→ **What the task requires**: Gather every line below that contains the word "blue", copying each one in full.
----
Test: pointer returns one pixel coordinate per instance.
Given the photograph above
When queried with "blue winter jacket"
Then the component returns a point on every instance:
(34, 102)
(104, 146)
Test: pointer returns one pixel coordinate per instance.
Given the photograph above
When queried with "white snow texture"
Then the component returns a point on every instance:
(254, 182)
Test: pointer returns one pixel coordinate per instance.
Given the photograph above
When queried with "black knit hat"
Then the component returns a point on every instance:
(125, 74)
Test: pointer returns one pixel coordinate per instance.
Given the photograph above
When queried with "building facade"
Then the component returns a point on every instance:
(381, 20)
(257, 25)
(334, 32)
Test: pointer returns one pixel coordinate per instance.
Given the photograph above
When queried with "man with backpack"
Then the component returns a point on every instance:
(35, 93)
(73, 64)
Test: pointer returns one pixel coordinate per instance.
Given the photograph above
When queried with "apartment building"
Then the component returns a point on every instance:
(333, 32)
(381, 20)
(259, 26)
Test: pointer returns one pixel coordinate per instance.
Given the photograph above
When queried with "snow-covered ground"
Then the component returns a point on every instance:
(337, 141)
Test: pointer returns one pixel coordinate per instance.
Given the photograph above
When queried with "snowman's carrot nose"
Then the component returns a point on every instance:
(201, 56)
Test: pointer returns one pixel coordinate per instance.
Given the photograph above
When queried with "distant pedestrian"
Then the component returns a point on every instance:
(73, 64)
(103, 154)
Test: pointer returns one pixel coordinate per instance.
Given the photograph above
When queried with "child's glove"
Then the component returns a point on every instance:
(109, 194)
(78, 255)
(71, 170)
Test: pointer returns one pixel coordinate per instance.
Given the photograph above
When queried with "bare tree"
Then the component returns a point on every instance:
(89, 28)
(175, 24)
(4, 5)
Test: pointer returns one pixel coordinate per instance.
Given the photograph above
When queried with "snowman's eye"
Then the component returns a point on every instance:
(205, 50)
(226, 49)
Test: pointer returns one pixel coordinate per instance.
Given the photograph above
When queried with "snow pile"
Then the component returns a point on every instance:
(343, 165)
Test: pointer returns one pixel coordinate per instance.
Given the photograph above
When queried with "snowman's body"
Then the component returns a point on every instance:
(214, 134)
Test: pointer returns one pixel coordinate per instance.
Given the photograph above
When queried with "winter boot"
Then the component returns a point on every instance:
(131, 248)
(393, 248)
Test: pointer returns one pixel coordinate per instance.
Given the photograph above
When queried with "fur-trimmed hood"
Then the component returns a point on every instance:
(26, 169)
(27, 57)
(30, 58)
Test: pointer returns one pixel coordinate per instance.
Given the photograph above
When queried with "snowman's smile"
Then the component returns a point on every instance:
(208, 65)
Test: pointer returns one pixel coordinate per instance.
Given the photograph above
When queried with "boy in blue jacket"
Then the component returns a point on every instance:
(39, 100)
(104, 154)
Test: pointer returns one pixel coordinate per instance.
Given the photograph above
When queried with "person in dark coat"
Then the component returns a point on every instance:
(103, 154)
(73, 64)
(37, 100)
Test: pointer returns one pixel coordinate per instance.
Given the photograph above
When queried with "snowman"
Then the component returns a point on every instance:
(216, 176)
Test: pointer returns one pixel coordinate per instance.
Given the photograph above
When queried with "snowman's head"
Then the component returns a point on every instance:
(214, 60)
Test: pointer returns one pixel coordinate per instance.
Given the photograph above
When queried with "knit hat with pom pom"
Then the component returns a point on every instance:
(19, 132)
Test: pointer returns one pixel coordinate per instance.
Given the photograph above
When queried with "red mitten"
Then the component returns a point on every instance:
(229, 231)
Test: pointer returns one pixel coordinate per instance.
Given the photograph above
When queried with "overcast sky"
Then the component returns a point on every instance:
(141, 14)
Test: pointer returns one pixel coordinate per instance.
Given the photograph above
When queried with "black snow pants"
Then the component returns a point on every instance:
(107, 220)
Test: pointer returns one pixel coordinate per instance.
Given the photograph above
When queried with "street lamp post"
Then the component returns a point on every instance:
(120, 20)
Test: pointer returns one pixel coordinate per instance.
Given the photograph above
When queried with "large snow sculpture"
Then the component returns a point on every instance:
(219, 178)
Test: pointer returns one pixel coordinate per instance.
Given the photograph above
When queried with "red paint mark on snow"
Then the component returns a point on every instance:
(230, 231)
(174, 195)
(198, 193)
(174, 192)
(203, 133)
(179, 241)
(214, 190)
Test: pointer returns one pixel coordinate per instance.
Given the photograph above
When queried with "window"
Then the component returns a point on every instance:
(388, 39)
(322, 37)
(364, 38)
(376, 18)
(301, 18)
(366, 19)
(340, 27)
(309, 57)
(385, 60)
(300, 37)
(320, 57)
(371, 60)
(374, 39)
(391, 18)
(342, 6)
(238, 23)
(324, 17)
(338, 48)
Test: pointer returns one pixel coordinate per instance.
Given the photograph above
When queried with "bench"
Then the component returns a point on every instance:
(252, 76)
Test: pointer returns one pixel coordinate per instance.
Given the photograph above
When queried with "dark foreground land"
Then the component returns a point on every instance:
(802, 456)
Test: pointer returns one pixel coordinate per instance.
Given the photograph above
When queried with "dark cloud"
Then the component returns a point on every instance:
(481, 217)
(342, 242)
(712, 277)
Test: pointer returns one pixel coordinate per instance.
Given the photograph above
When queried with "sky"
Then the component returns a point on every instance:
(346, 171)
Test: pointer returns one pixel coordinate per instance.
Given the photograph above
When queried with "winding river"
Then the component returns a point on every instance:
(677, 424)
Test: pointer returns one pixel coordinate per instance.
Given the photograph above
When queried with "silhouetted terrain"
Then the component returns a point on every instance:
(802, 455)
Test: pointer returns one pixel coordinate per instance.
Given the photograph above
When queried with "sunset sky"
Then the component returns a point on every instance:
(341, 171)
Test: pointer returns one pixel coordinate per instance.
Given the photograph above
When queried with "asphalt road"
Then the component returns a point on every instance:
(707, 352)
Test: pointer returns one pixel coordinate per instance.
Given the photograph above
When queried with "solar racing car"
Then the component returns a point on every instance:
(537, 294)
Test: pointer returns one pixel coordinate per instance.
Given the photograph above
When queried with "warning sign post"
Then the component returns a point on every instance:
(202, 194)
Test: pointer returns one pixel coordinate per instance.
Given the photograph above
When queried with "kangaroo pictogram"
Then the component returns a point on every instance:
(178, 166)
----
→ **Answer for the task**:
When queried with "blue winter jacket"
When queried with "boy in blue jacket"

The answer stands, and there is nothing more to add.